┌─ Source material

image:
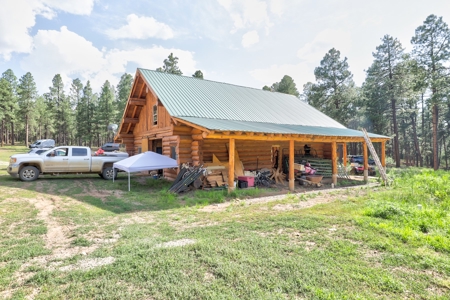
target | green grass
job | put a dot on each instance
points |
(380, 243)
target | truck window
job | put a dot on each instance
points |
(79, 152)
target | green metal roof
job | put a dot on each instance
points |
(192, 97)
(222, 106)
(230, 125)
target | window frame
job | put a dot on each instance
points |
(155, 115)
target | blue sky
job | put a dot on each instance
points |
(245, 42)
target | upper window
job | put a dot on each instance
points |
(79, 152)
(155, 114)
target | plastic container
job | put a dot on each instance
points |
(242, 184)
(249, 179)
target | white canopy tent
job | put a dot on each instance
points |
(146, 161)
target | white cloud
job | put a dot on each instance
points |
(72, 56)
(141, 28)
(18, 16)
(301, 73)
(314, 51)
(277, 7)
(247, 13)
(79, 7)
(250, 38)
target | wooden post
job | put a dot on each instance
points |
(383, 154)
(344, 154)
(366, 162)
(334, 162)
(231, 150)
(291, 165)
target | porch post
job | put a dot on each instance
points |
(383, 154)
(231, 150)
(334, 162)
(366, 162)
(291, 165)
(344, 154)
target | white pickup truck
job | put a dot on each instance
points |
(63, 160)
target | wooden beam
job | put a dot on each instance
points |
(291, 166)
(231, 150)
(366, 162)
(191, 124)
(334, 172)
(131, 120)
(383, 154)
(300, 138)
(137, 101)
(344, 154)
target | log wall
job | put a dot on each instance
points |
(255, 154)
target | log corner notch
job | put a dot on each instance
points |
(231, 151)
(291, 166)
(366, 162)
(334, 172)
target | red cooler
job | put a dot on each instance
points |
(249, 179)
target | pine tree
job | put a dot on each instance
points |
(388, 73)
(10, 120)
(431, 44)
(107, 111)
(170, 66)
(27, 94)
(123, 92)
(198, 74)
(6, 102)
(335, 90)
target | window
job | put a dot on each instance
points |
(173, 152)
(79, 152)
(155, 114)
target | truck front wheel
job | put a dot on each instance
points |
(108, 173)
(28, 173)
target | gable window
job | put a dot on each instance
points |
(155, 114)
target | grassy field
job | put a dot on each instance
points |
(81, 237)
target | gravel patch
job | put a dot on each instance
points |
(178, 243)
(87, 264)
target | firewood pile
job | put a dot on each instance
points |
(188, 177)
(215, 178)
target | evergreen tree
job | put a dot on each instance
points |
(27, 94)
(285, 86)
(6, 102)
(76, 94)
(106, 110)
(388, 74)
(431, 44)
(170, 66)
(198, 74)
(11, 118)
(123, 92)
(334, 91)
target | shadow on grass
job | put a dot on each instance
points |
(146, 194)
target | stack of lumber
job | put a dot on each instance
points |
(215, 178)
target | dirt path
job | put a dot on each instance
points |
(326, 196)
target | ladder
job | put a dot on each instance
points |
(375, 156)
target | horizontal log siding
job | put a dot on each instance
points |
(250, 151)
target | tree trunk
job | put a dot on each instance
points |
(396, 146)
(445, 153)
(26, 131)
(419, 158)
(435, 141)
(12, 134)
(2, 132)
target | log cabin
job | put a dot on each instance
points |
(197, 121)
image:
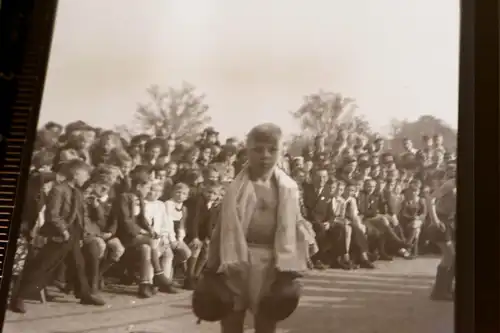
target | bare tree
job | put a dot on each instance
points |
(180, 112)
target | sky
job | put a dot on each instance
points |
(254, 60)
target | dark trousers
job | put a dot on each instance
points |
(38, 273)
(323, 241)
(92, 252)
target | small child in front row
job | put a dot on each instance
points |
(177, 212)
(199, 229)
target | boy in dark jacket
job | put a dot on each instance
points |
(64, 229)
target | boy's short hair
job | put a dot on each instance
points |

└─

- **Written problem**: Rewrite every line of the data above as a numbered list, skipping any blank lines and leaving the pictures out.

- **Solution to the exercise**:
1. image:
2. target | green grass
3. job | put a dot on each instance
4. points |
5. (380, 243)
6. target | truck window
7. job | put a dot on each instance
8. points |
9. (79, 152)
10. target | green metal roof
11. job | put a dot on each instance
12. points |
13. (192, 97)
14. (222, 106)
15. (230, 125)
16. target | window frame
17. job | put a dot on each instance
18. points |
19. (155, 115)
20. target | blue sky
21. job | put a dot on each instance
22. points |
23. (245, 42)
24. target | upper window
25. job | put a dot on each instance
26. points |
27. (79, 152)
28. (155, 114)
29. target | plastic container
30. job | put a dot on each instance
31. points |
32. (242, 184)
33. (249, 179)
34. target | white canopy tent
35. job | put a dot on each instance
36. points |
37. (146, 161)
38. target | white cloud
39. job | put a dot on each instance
40. points |
41. (72, 56)
42. (141, 28)
43. (18, 16)
44. (301, 73)
45. (314, 51)
46. (277, 7)
47. (247, 13)
48. (79, 7)
49. (250, 38)
50. target | wooden post
51. job | put a dot on each instance
52. points |
53. (383, 154)
54. (344, 154)
55. (366, 162)
56. (334, 162)
57. (231, 150)
58. (291, 165)
59. target | porch post
60. job | put a dot on each instance
61. points |
62. (383, 154)
63. (231, 150)
64. (334, 162)
65. (366, 162)
66. (291, 165)
67. (344, 154)
68. target | white pickup truck
69. job | put a dot on each instance
70. points |
71. (63, 160)
72. target | wooden beam
73. job | put a dot on each instance
74. points |
75. (291, 166)
76. (231, 150)
77. (366, 162)
78. (191, 124)
79. (334, 172)
80. (131, 120)
81. (383, 154)
82. (300, 138)
83. (137, 101)
84. (344, 154)
85. target | log wall
86. job | put a dot on each instance
87. points |
88. (255, 154)
89. target | log corner notch
90. job | put a dot on each instance
91. points |
92. (231, 151)
93. (291, 166)
94. (366, 162)
95. (334, 172)
96. target | red cooler
97. job | put a dot on each instance
98. points |
99. (249, 179)
100. target | pine tree
101. job | put a dot on each instance
102. points |
103. (388, 73)
104. (10, 120)
105. (431, 44)
106. (107, 111)
107. (170, 66)
108. (27, 94)
109. (123, 92)
110. (198, 74)
111. (6, 102)
112. (335, 90)
113. target | window
114. job | put a dot on each instance
115. points |
116. (173, 152)
117. (79, 152)
118. (155, 114)
119. target | truck front wheel
120. job | put a dot on each instance
121. points |
122. (108, 173)
123. (28, 173)
124. target | gable window
125. job | put a dot on each instance
126. points |
127. (155, 114)
128. target | grassy field
129. job | put a dot on each instance
130. points |
131. (81, 237)
132. target | gravel patch
133. job | put a dot on each instance
134. points |
135. (178, 243)
136. (87, 264)
137. target | firewood pile
138. job | put a dot on each instance
139. points |
140. (188, 177)
141. (215, 178)
142. target | evergreen tree
143. job | put a dot on each instance
144. points |
145. (27, 94)
146. (285, 86)
147. (6, 102)
148. (76, 94)
149. (106, 110)
150. (388, 74)
151. (431, 44)
152. (170, 66)
153. (198, 74)
154. (11, 118)
155. (123, 92)
156. (334, 91)
157. target | shadow on grass
158. job | put a dot on each instance
159. points |
160. (146, 194)
161. target | stack of lumber
162. job | put a dot on each instance
163. points |
164. (215, 178)
165. target | dirt path
166. job | put a dot on each instance
167. points |
168. (326, 196)
169. target | ladder
170. job | put a dot on each instance
171. points |
172. (375, 156)
173. target | horizontal log siding
174. job | put a dot on each instance
175. points |
176. (250, 151)
177. target | tree trunk
178. job | put a dot on each instance
179. points |
180. (396, 146)
181. (445, 153)
182. (26, 131)
183. (419, 158)
184. (435, 141)
185. (12, 134)
186. (2, 132)
187. target | log cabin
188. job | put a dot on each instance
189. points |
190. (197, 121)
191. image:
192. target | bare tree
193. job | put a dot on each instance
194. points |
195. (180, 112)
196. target | sky
197. job | put a dot on each instance
198. points |
199. (254, 60)
200. target | dark trousers
201. job | put a dot on each instance
202. points |
203. (38, 273)
204. (323, 241)
205. (92, 252)
206. target | small child in front row
207. job | put a dot on each instance
208. points |
209. (177, 212)
210. (199, 229)
211. target | boy in dark jacket
212. job | put a dot on each instance
213. points |
214. (64, 229)
215. target | boy's short hair
216. job | put a dot on each instance
217. points |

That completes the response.